## Source data
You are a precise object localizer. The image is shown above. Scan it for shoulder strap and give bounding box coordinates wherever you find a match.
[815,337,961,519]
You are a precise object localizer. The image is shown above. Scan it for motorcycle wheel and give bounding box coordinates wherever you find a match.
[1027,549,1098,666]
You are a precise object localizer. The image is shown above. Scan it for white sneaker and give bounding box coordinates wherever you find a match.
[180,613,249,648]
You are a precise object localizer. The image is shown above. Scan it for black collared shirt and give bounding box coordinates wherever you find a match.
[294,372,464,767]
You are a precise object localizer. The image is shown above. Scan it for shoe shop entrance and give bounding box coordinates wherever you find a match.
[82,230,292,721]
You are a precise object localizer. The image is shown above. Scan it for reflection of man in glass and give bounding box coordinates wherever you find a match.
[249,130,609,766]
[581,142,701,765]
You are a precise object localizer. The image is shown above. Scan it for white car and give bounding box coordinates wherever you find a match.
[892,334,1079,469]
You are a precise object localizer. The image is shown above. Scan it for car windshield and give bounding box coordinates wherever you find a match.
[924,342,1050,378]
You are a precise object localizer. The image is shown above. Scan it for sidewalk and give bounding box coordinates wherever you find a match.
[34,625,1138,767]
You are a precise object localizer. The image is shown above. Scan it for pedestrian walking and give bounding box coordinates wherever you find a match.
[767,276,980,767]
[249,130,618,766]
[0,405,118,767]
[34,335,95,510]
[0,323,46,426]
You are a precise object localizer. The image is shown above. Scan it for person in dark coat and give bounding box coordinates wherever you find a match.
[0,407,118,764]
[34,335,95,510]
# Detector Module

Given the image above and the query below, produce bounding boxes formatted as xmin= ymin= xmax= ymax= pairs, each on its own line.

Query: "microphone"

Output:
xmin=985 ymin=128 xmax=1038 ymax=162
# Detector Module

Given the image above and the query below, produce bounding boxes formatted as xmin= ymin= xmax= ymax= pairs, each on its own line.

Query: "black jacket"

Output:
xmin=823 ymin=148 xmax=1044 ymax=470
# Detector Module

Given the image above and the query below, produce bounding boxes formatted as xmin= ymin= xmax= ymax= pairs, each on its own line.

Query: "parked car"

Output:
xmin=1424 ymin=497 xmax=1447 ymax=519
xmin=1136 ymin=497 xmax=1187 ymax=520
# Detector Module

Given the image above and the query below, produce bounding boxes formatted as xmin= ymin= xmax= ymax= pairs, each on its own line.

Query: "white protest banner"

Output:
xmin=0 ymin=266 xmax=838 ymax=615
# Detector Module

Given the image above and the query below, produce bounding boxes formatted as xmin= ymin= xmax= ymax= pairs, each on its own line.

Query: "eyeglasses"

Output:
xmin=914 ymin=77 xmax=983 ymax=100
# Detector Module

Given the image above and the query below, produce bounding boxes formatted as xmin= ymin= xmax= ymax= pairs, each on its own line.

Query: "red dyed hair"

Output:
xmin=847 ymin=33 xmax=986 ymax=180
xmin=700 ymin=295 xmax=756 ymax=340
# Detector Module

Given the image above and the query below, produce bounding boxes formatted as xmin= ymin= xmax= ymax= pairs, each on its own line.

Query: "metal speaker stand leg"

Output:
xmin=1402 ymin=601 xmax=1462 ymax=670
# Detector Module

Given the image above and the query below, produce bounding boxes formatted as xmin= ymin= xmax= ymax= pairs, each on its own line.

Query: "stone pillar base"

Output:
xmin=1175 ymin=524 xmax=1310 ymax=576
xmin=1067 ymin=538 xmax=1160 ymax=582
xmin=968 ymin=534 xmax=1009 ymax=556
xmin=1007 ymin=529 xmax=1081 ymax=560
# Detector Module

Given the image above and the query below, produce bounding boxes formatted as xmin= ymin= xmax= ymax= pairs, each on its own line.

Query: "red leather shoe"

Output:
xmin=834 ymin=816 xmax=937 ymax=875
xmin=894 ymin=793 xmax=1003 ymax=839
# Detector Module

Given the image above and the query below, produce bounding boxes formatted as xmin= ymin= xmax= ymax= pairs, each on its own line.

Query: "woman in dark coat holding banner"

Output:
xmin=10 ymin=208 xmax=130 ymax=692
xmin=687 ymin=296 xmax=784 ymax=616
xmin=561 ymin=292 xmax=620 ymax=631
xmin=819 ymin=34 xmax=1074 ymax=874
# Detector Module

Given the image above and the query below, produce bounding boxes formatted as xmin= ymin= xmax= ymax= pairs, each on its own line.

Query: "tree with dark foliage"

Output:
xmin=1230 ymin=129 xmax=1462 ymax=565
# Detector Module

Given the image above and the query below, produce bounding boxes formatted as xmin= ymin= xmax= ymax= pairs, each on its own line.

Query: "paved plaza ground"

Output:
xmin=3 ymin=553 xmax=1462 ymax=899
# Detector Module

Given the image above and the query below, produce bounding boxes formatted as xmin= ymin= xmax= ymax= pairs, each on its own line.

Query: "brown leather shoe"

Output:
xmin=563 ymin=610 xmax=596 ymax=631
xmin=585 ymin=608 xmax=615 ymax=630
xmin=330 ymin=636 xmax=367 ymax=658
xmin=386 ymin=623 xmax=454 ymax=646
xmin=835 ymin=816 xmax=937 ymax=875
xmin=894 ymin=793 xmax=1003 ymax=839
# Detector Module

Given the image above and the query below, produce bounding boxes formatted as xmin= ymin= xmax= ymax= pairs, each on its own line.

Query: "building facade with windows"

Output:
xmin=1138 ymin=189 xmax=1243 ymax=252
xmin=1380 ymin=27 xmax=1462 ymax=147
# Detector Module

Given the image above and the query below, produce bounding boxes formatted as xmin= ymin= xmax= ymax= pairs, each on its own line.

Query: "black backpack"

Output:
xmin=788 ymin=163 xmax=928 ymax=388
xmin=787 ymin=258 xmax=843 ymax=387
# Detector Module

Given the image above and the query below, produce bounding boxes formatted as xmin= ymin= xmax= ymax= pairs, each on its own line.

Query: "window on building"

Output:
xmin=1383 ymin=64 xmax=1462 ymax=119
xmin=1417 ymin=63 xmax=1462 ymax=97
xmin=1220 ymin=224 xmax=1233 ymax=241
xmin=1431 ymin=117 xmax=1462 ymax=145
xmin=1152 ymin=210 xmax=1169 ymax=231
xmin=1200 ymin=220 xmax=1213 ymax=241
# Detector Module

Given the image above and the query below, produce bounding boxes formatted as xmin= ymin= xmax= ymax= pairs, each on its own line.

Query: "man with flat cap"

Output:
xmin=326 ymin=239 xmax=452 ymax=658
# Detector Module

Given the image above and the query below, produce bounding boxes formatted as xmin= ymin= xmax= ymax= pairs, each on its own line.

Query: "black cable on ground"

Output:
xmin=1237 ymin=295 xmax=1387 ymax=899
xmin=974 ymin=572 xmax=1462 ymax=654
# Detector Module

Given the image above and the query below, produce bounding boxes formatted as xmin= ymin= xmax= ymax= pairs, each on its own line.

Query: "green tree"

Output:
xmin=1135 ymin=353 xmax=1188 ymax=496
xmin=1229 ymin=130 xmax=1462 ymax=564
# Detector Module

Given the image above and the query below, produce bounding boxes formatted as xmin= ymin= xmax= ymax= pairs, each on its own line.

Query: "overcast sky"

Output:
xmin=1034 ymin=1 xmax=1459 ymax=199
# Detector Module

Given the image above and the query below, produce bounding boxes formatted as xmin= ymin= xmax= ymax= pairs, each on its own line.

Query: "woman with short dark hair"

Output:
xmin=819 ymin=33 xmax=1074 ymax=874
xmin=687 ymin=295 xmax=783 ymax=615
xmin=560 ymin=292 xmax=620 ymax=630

## Work instruction
Scan the entries above, and wherever a line holds the string "leather", copy it.

## Answer section
Query: "red leather shoe"
Query: "brown leather shoe"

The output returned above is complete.